Как далек, кажется, от нас этот мир с разоряющимися усадьбами, замотанными земскими врачами, несчастными мужиками, но как, оказывается, близок! Ушли герои и предметы - остались нравственные коллизии и ситуации.
Впрочем мир, "преднайденный" Чеховым, обнаруживается внутри любой художественной вселенной. Ибо любая - самая экстремальная - ситуация при пристальном взглядывании в нее расщепляется на "молекулы" быта. Ведь сквозь эту призму Чехов увидел не только Москву, провинциальный город, но и каторжный Сахалин. Так что опыт Чехова может оказаться полезным и здесь.
Он важен, непреходящ и до конца не исчерпан - художественный опыт Чехова. Но не менее важно и другое. Дело в том, что загадка Чехова имеет не чисто литературный характер. Главной проблемой оказывается не жизнь писателя, а жизнь человека, собственная жизнь, построенная как доказательство. Н. Панов, художник, рисовавший Чехова, записал разговор с ним, состоявшийся примерно за год до смерти:
"Да, да, надо много работать, постоянно работать, не покладая рук... Мы в большинстве недеятельны, ленивы, довольствуемся зачатками и скоро успокаиваемся на полдороге. Теоретически - все знаем, понимаем и всему доброму сочувствуем, свободно решаем вопросы высшего порядка, а в нашей каждодневной будничной жизни теряемся в мелочах, и обновить ее нет ни энергии, ни умения. А как много нужно сделать!
И долго еще лилась мягкая, убежденная речь; глаза потеплели, весь оживился...
- Вот Мечников, - говорю я (конечно, невпопад, касаясь больного места), - изыскивает способы продления человеческой жизни...
- Не нужно! Нужен другой Мечников, который помог бы сделать обыкновенную жизнь здоровой и красивой. И, я думаю" такой придет..."
Он сам был одним из тех, кто пришел и доказал.

* * * * * * *

Задания:
[a] Выпишите из фрагмента о Чехове без изменений часть, начиная со слов «Как далек, кажется, от» и заканчивая словами «коллизии и ситуации.».
[b] Определите, соответствуют ли фрагменту о Чехове утверждения (i)–(iii). На каждое ответьте «да» или «нет» и дословно приведите слова фрагмента, на которых основан ответ.
(i) Художник Н. Панов записал разговор с Чеховым примерно за год до его смерти.
(ii) Чехов одобрил поиски способов продления человеческой жизни.
(iii) Сквозь призму быта Чехов увидел только Москву и провинциальный город.
Строки, приведённые далее, представляют собой самостоятельный материал, не связанный с фрагментом.

* * * * * * *

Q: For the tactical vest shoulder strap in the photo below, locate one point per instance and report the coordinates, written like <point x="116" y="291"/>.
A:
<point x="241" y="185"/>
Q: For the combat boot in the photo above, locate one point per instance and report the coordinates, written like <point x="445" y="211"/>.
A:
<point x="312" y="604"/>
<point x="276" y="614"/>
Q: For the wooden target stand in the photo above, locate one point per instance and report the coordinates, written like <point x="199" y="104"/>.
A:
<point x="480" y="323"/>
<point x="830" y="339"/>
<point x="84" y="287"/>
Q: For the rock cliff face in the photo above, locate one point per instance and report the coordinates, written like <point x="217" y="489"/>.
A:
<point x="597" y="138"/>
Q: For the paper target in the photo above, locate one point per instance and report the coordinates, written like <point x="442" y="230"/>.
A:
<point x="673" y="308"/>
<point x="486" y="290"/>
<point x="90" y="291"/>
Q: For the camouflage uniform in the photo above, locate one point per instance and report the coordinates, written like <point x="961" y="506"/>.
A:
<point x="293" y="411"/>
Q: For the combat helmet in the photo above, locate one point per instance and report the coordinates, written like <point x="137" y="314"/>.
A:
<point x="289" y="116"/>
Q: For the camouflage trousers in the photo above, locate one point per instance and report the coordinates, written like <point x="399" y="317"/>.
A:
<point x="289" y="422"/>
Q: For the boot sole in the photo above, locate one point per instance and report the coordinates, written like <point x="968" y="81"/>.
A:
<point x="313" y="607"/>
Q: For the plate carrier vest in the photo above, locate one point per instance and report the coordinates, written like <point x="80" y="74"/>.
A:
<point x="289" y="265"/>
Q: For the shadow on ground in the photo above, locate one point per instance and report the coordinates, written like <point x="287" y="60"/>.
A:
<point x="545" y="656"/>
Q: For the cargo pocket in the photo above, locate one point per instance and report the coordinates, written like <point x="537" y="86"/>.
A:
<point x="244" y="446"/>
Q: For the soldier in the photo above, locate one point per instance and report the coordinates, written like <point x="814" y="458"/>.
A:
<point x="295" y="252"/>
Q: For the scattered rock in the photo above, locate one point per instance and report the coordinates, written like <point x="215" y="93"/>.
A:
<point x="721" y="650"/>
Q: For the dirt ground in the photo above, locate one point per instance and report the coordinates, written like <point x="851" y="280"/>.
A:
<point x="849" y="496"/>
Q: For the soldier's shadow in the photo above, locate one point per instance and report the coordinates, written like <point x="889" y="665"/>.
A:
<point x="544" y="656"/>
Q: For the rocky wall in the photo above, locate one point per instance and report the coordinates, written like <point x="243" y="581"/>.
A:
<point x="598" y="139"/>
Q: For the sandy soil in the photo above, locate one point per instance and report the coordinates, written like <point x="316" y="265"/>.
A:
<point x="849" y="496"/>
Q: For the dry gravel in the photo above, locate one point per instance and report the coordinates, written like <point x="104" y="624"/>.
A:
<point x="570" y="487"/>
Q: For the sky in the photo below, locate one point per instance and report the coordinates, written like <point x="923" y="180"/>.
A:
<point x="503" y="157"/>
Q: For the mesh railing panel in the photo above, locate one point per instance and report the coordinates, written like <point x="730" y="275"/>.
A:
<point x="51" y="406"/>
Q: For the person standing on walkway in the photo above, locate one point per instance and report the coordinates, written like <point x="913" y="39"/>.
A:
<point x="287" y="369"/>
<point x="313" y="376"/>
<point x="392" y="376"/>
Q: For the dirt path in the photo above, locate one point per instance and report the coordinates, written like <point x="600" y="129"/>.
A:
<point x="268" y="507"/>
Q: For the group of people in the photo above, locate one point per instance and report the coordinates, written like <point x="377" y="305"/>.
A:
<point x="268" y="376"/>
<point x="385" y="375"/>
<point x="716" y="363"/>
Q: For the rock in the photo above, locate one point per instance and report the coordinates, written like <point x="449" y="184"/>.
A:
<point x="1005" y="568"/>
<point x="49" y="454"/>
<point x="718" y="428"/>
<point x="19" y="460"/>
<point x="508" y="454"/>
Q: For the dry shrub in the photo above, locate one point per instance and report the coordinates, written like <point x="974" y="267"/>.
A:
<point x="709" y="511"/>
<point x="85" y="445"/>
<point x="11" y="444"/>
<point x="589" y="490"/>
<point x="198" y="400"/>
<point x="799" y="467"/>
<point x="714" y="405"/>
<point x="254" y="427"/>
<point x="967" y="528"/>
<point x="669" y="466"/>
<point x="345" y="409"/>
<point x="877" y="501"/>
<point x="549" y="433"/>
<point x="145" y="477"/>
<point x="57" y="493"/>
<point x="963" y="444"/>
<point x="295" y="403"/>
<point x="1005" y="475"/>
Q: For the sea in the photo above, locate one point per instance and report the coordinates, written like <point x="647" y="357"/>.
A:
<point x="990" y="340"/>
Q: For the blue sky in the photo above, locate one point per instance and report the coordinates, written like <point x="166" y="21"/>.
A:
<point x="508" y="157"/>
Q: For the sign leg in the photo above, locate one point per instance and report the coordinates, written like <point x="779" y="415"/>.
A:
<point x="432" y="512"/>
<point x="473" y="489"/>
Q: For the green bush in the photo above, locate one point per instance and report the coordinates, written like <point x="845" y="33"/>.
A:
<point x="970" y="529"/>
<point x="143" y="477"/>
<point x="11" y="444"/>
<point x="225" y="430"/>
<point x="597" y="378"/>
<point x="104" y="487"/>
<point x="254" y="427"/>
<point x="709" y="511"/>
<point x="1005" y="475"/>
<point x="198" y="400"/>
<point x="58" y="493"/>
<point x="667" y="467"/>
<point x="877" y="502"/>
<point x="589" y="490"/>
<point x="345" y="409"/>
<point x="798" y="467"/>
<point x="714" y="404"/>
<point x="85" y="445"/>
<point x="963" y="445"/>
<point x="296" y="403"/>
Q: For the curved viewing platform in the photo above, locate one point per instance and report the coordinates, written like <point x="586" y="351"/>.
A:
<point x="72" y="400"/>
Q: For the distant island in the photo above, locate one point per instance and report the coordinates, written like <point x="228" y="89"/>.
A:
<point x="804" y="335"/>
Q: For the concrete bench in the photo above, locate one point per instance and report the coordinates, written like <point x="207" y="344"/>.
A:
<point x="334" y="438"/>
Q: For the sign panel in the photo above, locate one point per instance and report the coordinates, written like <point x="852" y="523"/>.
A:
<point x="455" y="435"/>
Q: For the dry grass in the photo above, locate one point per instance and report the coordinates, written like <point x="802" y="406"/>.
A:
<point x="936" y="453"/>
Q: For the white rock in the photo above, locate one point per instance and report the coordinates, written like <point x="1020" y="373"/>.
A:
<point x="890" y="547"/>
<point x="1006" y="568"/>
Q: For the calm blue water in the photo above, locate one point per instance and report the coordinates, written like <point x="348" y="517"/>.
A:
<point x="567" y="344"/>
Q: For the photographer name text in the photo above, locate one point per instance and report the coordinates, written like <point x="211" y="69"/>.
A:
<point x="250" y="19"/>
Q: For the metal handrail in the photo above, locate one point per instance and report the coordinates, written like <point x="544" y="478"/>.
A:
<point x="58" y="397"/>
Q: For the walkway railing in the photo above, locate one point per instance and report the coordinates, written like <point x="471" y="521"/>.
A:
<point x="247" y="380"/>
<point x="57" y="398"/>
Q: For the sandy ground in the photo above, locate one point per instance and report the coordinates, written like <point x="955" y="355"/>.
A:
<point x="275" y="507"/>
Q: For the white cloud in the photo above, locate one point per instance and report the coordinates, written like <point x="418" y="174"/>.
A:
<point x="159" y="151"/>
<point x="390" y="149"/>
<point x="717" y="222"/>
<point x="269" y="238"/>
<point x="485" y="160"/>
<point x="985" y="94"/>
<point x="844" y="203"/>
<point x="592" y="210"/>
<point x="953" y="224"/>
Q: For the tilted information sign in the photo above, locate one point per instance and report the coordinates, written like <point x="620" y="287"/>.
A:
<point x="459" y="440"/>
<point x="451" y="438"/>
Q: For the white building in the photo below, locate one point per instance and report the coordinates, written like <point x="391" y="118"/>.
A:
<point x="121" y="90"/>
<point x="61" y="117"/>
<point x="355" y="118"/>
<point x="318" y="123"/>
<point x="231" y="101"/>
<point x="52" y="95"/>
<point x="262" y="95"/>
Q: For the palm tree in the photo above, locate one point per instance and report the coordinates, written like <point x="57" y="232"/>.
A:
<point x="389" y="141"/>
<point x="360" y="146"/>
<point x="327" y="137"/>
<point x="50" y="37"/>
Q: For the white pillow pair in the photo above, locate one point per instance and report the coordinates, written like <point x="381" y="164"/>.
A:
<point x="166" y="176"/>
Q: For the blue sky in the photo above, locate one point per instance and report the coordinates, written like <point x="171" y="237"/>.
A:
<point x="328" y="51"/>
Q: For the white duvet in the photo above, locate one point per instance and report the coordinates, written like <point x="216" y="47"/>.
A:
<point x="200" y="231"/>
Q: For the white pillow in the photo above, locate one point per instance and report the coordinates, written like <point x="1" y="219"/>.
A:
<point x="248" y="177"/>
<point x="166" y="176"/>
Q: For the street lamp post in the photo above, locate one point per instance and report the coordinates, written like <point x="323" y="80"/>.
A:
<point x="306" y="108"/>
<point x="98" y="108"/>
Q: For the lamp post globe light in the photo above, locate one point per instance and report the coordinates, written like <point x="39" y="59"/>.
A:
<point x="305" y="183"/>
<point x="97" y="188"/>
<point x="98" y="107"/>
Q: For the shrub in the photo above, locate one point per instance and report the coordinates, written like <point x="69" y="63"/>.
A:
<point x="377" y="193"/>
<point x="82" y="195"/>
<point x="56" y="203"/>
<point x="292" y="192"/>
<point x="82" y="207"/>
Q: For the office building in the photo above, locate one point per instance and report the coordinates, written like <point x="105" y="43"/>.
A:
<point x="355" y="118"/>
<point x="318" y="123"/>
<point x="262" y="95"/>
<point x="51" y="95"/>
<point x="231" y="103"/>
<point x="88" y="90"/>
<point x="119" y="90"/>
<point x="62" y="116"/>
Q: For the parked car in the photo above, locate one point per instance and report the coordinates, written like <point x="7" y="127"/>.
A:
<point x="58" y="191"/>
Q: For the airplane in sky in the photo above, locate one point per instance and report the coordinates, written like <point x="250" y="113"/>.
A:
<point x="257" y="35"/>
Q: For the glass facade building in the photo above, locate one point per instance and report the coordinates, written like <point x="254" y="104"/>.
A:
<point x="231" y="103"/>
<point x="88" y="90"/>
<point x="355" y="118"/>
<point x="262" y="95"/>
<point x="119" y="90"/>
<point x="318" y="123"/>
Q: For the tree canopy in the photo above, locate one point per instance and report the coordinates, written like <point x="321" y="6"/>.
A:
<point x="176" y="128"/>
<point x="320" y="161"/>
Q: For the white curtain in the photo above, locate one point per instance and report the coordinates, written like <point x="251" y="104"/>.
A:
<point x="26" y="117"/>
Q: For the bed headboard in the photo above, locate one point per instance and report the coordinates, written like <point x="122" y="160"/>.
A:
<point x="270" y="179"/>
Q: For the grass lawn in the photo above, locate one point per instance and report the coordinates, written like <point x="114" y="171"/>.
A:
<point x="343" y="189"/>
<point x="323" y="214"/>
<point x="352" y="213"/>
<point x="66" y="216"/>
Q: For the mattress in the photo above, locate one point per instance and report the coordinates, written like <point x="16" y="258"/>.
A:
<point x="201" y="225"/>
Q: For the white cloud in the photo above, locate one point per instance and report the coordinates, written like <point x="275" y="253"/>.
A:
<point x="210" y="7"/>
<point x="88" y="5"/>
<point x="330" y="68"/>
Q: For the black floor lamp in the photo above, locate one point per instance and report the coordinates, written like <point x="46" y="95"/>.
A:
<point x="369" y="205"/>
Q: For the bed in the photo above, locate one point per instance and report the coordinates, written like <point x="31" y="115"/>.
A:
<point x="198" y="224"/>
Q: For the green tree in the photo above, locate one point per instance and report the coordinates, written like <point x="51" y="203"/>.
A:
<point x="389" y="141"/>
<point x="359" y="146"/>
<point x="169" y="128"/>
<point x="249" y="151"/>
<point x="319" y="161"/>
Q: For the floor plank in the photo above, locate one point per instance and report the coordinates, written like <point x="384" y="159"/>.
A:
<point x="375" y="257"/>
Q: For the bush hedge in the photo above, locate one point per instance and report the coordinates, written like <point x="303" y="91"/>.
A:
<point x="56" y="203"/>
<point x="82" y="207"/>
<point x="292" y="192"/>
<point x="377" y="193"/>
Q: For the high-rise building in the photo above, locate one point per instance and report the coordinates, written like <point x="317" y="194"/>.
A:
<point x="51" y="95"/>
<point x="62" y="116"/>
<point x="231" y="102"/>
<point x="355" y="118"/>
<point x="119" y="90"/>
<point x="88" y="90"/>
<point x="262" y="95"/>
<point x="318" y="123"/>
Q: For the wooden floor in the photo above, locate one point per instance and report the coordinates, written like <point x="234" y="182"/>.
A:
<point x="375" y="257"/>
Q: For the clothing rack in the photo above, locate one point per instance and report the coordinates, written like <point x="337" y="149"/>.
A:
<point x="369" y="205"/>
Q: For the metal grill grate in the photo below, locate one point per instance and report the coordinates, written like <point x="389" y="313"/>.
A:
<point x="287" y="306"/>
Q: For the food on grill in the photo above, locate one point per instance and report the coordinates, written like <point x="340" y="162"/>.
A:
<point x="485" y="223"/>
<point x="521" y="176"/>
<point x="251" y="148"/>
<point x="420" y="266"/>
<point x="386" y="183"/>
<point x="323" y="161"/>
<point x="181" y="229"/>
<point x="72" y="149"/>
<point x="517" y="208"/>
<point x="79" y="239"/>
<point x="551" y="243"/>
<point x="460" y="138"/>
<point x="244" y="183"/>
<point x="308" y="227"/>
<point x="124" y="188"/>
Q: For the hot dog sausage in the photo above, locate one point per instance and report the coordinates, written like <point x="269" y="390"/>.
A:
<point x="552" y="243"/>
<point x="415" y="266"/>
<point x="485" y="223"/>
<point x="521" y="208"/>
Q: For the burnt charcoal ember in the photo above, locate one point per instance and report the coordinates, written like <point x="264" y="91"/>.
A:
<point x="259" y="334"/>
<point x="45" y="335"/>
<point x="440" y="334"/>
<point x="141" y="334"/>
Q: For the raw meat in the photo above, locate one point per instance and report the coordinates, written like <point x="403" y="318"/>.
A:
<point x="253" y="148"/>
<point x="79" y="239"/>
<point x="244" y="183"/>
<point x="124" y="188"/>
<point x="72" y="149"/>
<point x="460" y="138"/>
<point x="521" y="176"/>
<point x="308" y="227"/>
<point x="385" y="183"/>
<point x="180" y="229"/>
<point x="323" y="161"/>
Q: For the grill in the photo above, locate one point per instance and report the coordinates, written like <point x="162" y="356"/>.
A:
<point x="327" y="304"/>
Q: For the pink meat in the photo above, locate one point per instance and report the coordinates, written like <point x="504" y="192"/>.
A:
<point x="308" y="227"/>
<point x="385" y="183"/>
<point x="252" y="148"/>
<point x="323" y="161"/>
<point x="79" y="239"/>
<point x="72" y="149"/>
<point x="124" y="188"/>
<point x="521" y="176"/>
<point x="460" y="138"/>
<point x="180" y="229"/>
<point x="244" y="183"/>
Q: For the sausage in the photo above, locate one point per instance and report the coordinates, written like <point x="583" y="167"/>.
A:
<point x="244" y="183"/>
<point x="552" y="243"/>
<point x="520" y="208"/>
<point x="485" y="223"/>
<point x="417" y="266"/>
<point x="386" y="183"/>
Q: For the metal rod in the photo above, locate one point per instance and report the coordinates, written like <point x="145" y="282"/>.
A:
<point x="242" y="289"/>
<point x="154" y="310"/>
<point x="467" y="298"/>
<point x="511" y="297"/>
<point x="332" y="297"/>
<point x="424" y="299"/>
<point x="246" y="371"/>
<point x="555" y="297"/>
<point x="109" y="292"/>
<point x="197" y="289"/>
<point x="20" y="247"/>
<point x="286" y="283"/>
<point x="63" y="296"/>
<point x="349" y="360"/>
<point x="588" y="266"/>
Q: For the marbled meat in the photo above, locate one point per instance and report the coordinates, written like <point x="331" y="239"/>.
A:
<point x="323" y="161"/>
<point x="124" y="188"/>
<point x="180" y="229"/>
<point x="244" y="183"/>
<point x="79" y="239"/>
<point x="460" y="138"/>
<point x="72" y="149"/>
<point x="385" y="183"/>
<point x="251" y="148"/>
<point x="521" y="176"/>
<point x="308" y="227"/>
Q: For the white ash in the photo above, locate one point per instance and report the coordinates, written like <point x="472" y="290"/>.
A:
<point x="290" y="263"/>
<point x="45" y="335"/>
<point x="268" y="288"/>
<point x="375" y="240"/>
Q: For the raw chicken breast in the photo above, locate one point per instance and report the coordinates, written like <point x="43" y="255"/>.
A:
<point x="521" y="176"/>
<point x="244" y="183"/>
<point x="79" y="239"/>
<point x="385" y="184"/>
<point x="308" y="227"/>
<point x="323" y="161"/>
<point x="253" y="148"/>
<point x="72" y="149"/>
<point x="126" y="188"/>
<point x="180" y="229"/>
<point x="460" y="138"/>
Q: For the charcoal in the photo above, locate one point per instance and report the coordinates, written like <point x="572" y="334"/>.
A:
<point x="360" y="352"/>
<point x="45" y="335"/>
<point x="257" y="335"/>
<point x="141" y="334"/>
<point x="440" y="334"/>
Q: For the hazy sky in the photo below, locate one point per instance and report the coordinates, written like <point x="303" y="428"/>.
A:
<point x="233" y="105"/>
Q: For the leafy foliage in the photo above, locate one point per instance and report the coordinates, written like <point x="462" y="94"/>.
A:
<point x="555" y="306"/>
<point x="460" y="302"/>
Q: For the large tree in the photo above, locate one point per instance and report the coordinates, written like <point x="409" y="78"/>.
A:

* * * * * * *

Ответы к заданиям:
[a]
Как далек, кажется, от нас этот мир с разоряющимися усадьбами, замотанными земскими врачами, несчастными мужиками, но как, оказывается, близок! Ушли герои и предметы - остались нравственные коллизии и ситуации.

[b]
(i) Да: «Н. Панов, художник, рисовавший Чехова, записал разговор с ним, состоявшийся примерно за год до смерти».
(ii) Нет: «Не нужно! Нужен другой Мечников, который помог бы сделать обыкновенную жизнь здоровой и красивой».
(iii) Нет: «Чехов увидел не только Москву, провинциальный город, но и каторжный Сахалин».